__Your goal__. Copy the data word for word, everything from its very first line down to and including the line that contains "negative clicks: (285, 49)".

__Dataset excerpts__.
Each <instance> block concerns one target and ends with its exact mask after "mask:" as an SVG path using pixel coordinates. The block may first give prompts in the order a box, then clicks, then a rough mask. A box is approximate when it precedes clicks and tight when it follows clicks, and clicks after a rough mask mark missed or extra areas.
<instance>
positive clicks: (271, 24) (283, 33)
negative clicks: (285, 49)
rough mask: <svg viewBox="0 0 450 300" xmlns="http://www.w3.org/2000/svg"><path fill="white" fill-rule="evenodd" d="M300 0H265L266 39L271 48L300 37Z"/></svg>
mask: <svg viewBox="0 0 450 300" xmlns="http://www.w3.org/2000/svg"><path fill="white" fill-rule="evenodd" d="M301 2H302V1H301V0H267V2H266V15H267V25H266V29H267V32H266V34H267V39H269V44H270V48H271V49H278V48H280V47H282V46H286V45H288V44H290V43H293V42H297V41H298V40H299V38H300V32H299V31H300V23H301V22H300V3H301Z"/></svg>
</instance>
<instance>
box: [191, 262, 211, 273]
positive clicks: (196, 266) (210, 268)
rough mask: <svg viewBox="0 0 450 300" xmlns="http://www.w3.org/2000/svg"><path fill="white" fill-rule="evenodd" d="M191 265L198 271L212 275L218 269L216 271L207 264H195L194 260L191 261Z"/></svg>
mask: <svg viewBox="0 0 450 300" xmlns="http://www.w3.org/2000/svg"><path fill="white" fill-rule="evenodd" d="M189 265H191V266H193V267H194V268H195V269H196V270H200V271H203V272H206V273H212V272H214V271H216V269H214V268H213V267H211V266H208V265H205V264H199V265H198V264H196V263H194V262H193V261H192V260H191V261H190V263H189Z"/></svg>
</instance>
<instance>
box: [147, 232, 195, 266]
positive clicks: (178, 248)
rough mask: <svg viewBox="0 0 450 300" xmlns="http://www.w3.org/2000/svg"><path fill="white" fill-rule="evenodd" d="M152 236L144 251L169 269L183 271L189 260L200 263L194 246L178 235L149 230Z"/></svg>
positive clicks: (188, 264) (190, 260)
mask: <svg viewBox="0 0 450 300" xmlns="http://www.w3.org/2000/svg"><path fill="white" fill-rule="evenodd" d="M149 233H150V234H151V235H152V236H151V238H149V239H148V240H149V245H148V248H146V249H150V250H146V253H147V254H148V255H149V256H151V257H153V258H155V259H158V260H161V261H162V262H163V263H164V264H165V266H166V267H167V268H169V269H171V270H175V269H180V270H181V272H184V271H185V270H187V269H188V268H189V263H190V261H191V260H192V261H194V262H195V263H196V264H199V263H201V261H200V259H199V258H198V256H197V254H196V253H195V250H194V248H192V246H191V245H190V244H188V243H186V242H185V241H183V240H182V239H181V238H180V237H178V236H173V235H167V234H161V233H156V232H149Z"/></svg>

__Output below__.
Each <instance> block concerns one target and ends with its exact mask after "mask:" as an SVG path using pixel coordinates. The block may first give prompts in the order a box, then clicks, then a rough mask. A box is approximate when it precedes clicks and tight when it follows clicks, and clicks after a rough mask mark missed or extra areas.
<instance>
positive clicks: (271, 24) (283, 33)
negative clicks: (285, 49)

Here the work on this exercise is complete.